→ What to do
A: In the post about the GNU sort bug, once the patch is installed, what value can TAB and THOUSANDS_SEP both take?
B: Pick up the post about the GNU sort bug right after its last sentence and keep writing.

→ Document segment
This code brought it to my attention that the GNU 'sort' has had a longstanding bug (in code that I wrote long ago - sorry!) in that thousands_sep is either -1 or an unsigned char converted to int, and this doesn't work in some unusual cases. I installed the attached patch to fix that bug, and I vaguely suspect that it fixes similar bugs in GNU 'test' and GNU 'expr'. Good thing you brought it to my attention. (Sorry, I'm too lazy and/or time-pressed and/or overconfident to write test cases....)

Anyway, with that patch installed, TAB and THOUSANDS_SEP can both be CHAR_MAX + 1 so the above code needs to be twiddled. Also, we can assume C99. So, something like following (pardon Thunderbird's line wrap):

  if (numeric_field_span
      && (tab == TAB_DEFAULT
          ? thousands_char != NON_CHAR && isblank (to_uchar (thousands_sep))
          : tab == thousands_sep))
    {
      error (0, 0,
             _("field separator %s is treated as a group separator in numbers"),
             quote (((char []) {thousands_sep, 0})));
      number_locale_warned = true;
    }

with a similar replacement to the decimal_point code.
From 6cafb122fa214baa96a67fbbd2dab6c77a961e0a Mon Sep 17 00:00:00 2001
From: Paul Eggert <egg...@cs.ucla.edu>
Date: Sun, 10 Oct 2021 15:59:56 -0700
Subject: [PATCH] sort: fix unlikely bug when '\377' < 0
MIME-Version: 1.0
Content-Type: text/plain; charset=UTF-8
Content-Transfer-Encoding: 8bit

* gl/lib/strintcmp.c (strintcmp): Don’t assume that the input
cannot contain ((char) -1), as this equals '\377' when char is
signed (assuming 8-bit char).
* src/sort.c (decimal_point): Now char, to make it clear
that it’s always in char range now.
(NON_CHAR): New constant.
(traverse_raw_number): Return char not unsigned char;
this is simpler and could be faster.  All callers changed.
(main): Do not convert decimal_point and thousands_sep to
unsigned char, as this can mishandle comparisons on
machines where char is signed and the input data contains
((char) -1).  Use NON_CHAR, not -1, as an out-of-range value for
thousands_sep.

→ Raw records

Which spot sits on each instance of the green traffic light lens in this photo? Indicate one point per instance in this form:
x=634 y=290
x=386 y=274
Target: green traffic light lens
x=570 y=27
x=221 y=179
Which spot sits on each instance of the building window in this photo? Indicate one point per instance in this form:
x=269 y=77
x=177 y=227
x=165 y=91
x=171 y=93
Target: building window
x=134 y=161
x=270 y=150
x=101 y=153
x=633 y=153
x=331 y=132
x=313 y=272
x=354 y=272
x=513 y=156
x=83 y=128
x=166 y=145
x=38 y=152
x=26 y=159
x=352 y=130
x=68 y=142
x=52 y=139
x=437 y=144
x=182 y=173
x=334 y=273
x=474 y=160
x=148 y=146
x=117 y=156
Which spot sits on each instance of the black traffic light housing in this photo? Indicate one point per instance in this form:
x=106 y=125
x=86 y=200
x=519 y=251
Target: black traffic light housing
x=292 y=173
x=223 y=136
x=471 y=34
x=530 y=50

→ Exercise responses
A: CHAR_MAX + 1

B:
---
 gl/lib/strintcmp.c    |  4 +++-
 gl/lib/strnumcmp-in.h |  4 ++--
 src/sort.c            | 23 +++++++++++++----------
 3 files changed, 18 insertions(+), 13 deletions(-)

diff --git a/gl/lib/strintcmp.c b/gl/lib/strintcmp.c
index 0ecf6d02c..215158627 100644
--- a/gl/lib/strintcmp.c
+++ b/gl/lib/strintcmp.c
@@ -21,6 +21,8 @@
 
 #include "strnumcmp-in.h"
 
+#include <limits.h>
+
 /* Compare strings A and B as integers without explicitly converting
    them to machine numbers, to avoid overflow problems and perhaps
    improve performance.  */
@@ -28,5 +30,5 @@
 int
 strintcmp (char const *a, char const *b)
 {
-  return numcompare (a, b, -1, -1);
+  return numcompare (a, b, CHAR_MAX + 1, CHAR_MAX + 1);
 }
diff --git a/gl/lib/strnumcmp-in.h b/gl/lib/strnumcmp-in.h
index 7f2d4bbe6..f1b03689c 100644
--- a/gl/lib/strnumcmp-in.h
+++ b/gl/lib/strnumcmp-in.h
@@ -106,8 +106,8 @@ fraccompare (char const *a, char const *b, char decimal_point)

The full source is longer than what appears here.